| About this task |
Among the records that follow, find each line holding the word "pier" and copy it.
★ ★ ★ ★ ★
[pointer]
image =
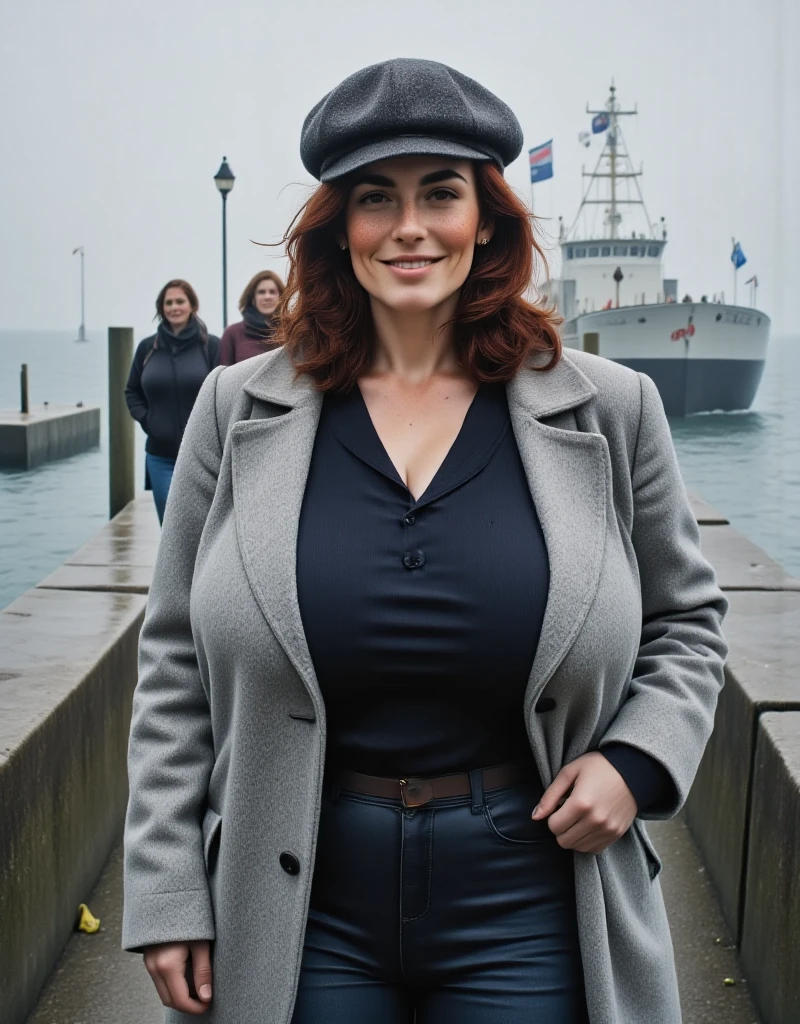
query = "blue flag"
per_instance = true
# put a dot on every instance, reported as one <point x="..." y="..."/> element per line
<point x="599" y="123"/>
<point x="541" y="160"/>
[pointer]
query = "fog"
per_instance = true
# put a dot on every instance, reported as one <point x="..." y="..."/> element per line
<point x="115" y="119"/>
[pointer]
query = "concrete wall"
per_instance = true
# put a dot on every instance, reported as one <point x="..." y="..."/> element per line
<point x="68" y="666"/>
<point x="770" y="942"/>
<point x="744" y="809"/>
<point x="29" y="440"/>
<point x="68" y="669"/>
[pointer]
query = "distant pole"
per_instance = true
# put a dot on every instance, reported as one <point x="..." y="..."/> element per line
<point x="224" y="179"/>
<point x="224" y="260"/>
<point x="122" y="486"/>
<point x="82" y="328"/>
<point x="25" y="404"/>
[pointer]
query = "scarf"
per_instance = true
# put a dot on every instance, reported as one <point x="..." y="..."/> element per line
<point x="256" y="325"/>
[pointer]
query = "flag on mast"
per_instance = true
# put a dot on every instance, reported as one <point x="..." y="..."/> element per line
<point x="541" y="160"/>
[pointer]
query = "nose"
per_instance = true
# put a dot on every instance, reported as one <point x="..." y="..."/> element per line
<point x="409" y="227"/>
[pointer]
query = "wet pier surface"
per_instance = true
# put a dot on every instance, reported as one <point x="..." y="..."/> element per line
<point x="96" y="983"/>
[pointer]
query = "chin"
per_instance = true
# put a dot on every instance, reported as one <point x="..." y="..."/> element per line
<point x="414" y="301"/>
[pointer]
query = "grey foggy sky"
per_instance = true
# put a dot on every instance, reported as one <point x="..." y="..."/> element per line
<point x="114" y="120"/>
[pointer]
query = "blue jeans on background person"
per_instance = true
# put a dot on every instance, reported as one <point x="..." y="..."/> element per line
<point x="160" y="472"/>
<point x="460" y="911"/>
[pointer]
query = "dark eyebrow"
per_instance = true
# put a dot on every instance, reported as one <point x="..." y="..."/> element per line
<point x="381" y="181"/>
<point x="374" y="179"/>
<point x="436" y="176"/>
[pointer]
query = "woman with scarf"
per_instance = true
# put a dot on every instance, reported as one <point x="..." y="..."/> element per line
<point x="253" y="335"/>
<point x="168" y="371"/>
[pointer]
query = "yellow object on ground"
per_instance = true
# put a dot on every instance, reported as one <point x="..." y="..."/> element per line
<point x="87" y="922"/>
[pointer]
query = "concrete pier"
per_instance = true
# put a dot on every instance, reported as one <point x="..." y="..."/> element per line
<point x="46" y="433"/>
<point x="67" y="677"/>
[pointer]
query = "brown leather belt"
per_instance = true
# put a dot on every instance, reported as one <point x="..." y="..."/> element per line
<point x="417" y="792"/>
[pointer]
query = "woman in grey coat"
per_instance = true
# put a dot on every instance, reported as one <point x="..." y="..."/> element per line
<point x="429" y="634"/>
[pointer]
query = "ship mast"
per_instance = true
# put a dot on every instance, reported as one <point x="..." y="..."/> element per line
<point x="620" y="168"/>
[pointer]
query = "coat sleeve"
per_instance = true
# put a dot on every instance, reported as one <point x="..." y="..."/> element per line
<point x="134" y="395"/>
<point x="669" y="711"/>
<point x="171" y="754"/>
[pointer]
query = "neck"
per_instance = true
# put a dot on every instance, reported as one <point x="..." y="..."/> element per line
<point x="414" y="345"/>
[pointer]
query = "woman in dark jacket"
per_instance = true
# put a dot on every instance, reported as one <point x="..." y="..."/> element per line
<point x="167" y="373"/>
<point x="253" y="335"/>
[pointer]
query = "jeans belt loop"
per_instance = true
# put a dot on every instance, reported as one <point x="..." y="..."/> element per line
<point x="476" y="790"/>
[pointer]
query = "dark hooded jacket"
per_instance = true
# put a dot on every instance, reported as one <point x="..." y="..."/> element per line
<point x="167" y="373"/>
<point x="251" y="336"/>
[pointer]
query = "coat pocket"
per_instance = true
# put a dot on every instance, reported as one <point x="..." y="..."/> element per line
<point x="653" y="858"/>
<point x="212" y="824"/>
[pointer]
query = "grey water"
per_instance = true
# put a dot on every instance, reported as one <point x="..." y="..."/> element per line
<point x="746" y="464"/>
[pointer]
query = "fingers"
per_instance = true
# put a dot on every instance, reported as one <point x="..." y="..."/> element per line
<point x="597" y="811"/>
<point x="167" y="966"/>
<point x="556" y="792"/>
<point x="201" y="969"/>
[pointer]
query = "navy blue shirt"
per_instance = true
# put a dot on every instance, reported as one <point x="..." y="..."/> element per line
<point x="423" y="616"/>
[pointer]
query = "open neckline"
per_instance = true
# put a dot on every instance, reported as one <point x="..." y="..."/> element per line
<point x="481" y="430"/>
<point x="441" y="466"/>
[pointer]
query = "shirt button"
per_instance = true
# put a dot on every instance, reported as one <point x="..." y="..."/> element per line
<point x="414" y="559"/>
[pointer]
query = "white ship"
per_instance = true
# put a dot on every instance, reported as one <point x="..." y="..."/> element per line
<point x="703" y="355"/>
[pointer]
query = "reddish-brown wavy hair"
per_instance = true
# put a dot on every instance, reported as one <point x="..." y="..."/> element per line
<point x="326" y="322"/>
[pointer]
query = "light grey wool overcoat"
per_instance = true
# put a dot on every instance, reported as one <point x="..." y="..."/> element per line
<point x="227" y="739"/>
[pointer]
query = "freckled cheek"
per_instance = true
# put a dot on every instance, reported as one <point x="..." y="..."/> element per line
<point x="365" y="235"/>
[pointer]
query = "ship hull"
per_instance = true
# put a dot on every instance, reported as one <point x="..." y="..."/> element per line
<point x="702" y="356"/>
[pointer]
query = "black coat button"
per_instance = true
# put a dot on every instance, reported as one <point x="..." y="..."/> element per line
<point x="290" y="863"/>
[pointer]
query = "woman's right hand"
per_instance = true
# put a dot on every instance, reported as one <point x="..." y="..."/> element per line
<point x="169" y="964"/>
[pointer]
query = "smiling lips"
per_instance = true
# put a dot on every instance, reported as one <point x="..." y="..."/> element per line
<point x="407" y="266"/>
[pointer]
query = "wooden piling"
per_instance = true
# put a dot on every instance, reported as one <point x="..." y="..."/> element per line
<point x="121" y="426"/>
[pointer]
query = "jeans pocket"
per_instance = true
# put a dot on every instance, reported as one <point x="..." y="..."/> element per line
<point x="507" y="813"/>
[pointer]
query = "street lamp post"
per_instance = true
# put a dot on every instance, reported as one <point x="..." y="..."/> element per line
<point x="224" y="181"/>
<point x="82" y="329"/>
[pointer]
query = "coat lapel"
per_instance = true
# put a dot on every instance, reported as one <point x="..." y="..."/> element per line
<point x="270" y="456"/>
<point x="567" y="473"/>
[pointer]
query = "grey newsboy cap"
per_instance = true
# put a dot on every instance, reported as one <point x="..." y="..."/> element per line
<point x="406" y="108"/>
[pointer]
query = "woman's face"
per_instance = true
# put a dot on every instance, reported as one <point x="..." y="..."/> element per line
<point x="266" y="297"/>
<point x="412" y="225"/>
<point x="177" y="308"/>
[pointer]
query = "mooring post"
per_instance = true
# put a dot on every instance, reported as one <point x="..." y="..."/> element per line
<point x="121" y="426"/>
<point x="24" y="401"/>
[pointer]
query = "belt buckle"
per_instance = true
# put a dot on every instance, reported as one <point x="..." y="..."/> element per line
<point x="416" y="792"/>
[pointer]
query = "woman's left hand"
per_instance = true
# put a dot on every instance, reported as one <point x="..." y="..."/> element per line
<point x="597" y="811"/>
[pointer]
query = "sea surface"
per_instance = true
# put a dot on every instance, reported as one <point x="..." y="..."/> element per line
<point x="745" y="464"/>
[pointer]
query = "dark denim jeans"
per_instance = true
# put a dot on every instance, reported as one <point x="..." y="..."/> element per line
<point x="160" y="472"/>
<point x="461" y="911"/>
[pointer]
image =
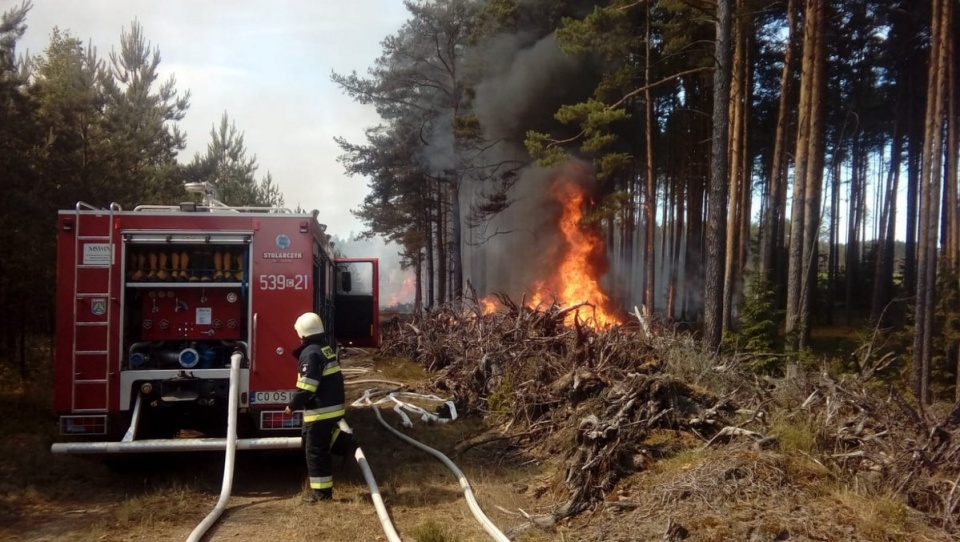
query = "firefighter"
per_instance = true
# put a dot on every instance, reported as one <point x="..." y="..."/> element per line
<point x="320" y="394"/>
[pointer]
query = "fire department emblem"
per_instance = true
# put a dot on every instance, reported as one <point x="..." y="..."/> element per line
<point x="98" y="306"/>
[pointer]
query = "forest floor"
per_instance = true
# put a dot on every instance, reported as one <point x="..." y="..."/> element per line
<point x="687" y="491"/>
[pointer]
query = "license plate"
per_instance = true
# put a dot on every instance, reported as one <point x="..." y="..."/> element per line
<point x="274" y="397"/>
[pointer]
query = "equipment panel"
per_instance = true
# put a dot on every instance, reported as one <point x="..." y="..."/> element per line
<point x="171" y="313"/>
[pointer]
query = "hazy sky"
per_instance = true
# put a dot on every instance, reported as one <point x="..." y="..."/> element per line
<point x="266" y="64"/>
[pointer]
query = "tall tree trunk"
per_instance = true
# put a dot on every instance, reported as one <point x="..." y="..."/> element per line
<point x="929" y="199"/>
<point x="814" y="172"/>
<point x="650" y="194"/>
<point x="430" y="243"/>
<point x="883" y="271"/>
<point x="442" y="246"/>
<point x="456" y="243"/>
<point x="717" y="200"/>
<point x="735" y="151"/>
<point x="772" y="231"/>
<point x="795" y="268"/>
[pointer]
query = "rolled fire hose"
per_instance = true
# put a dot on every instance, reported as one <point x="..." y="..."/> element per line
<point x="231" y="453"/>
<point x="484" y="521"/>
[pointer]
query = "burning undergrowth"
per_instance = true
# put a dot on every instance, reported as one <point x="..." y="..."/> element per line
<point x="599" y="398"/>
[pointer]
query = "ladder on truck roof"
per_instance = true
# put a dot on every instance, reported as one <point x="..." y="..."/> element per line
<point x="94" y="259"/>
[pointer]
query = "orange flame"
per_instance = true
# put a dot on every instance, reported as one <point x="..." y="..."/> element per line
★ ★ ★ ★ ★
| Solution for this problem |
query = "wet pier surface"
query = "concrete pier"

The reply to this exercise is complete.